#### Problem description
Pictures in the data must not be copied, but everything else should be output exactly.

#### Task inputs
▬▬▬▬▬▬

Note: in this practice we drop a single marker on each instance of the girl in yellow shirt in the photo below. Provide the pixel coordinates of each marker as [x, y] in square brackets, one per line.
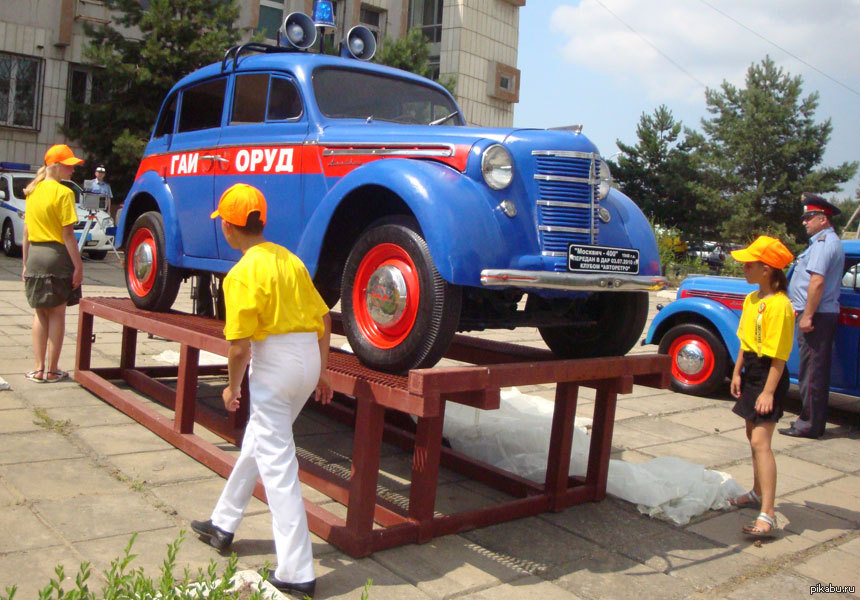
[760, 380]
[52, 267]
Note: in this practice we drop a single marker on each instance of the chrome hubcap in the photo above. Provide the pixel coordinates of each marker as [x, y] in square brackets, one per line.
[386, 295]
[142, 262]
[690, 359]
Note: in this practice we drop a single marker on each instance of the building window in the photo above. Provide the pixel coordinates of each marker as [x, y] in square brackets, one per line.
[271, 17]
[86, 86]
[20, 90]
[427, 14]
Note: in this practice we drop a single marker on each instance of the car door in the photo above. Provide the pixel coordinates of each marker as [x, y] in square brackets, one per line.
[262, 140]
[193, 162]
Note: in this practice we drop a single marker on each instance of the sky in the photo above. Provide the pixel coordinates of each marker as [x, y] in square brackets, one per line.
[603, 63]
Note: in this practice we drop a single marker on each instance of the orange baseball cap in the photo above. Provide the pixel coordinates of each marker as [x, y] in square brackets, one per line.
[238, 201]
[765, 249]
[62, 154]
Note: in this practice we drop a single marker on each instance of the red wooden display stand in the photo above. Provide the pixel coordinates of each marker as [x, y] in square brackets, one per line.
[422, 393]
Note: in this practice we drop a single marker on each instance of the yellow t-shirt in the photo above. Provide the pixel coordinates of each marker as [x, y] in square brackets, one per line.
[767, 326]
[269, 292]
[49, 208]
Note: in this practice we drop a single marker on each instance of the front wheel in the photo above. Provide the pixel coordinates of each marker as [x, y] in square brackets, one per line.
[606, 324]
[398, 312]
[152, 283]
[699, 358]
[10, 248]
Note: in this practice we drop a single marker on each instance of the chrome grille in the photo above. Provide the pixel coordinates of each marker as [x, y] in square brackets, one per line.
[567, 203]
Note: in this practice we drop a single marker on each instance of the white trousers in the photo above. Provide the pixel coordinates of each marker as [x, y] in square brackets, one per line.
[284, 372]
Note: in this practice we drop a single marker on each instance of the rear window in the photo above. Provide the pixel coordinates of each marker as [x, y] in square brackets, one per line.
[202, 106]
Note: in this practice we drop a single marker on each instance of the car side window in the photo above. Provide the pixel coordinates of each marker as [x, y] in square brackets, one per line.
[202, 106]
[249, 99]
[168, 117]
[284, 100]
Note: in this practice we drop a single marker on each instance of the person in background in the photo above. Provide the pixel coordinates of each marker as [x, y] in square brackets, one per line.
[52, 267]
[277, 322]
[814, 293]
[760, 379]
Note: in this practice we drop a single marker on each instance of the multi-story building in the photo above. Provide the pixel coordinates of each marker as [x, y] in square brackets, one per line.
[42, 64]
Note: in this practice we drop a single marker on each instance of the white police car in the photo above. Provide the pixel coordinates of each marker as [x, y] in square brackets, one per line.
[13, 179]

▬▬▬▬▬▬

#### Solved exercise
Note: in this practice we drop a single marker on each instance of the girl in yellow shirt in the photo below. Provide the pixel coordinates of each marker as [x, y] in square brackets, one per line.
[760, 380]
[52, 267]
Note: in this practice we drop a single marker on each instance of the chrome hubcap in the photo above. Provide the pixel coordinates of each marker as [x, y] in square brackets, one per line.
[386, 295]
[142, 262]
[690, 359]
Note: in this practice we drop a single marker on each instance of the building window in the photo above. Provide the pixel coordinates of each marker as [x, y] in square brackets, one per line.
[271, 17]
[86, 86]
[20, 90]
[427, 14]
Note: in this practice we drop a single marker on each instance of the car door in the photo above. Provide the pixel coordinates of each marker as [x, y] in square brackets, one per line.
[262, 140]
[193, 162]
Note: in this practice we drop a single marker on each instance of the sky in the photo above. Provide the pixel coordinates of each marker as [x, y] in square brackets, one per line.
[603, 63]
Note: in this practice we drop a single marker on each instance of the orange baseball cap in the photo above. Provide the pixel coordinates of each marker as [x, y] in square brackets, one per line.
[238, 201]
[765, 249]
[62, 154]
Note: in this practice we drop a single marker on each instance of the red wooden display stand in the photo above. Provide the pixel coordinates of each marker as [x, y] in square brackets, one per line.
[422, 393]
Note: in this practice we drop a single marker on each instance of the yellow t-shirt in the photo above. Provide the pixel coordinates of each marker as [x, y] in square brackets, one per line.
[767, 326]
[269, 292]
[49, 208]
Note: in this practice we drop a single marker on each instance of the front wheel in the photo above. Provide the pixel coordinates of each marker as [x, y] in square brackets, one per line.
[606, 324]
[398, 312]
[152, 283]
[699, 358]
[10, 248]
Note: in this practice we drop a single marker on each instance of the chrome grille in the photo above. Provide the pixel coordinates of each marker as [x, y] in square brackets, one per line.
[567, 203]
Note: in this practice we drop a single marker on each instance of the white trousers in the photo above. Provide the pixel coordinates of each marker as [x, y] in square brackets, one per line.
[284, 372]
Note: in this practice we drop a single marker on each instance of the rear window in the photo above. Provide the pixel coordinates of each marker as [x, y] in square brackets, one per line.
[202, 106]
Note: in this practice we drop a single marker on each instance of the car side window in the photo above. Provide the pixel coordinates of each marker as [x, y] in square brackets, one per line.
[202, 106]
[249, 99]
[168, 117]
[284, 100]
Note: in this practice we drop a single marker on each instance of the person in background in the photo above. Provide the pixel coordinates of each marker as [x, y] in square brackets, one per line.
[52, 267]
[277, 322]
[814, 293]
[760, 379]
Note: in this practice we drop a single marker on each instance of the multi-story building in the photo above. Provide the pixel coordinates of each marker as [x, y] in square brackets, one per line.
[42, 64]
Note: in this practice we drop a single marker on each instance of the white police car in the photo above. Provide the pixel coordinates of each marker as [x, y] in square brackets, one per line.
[13, 179]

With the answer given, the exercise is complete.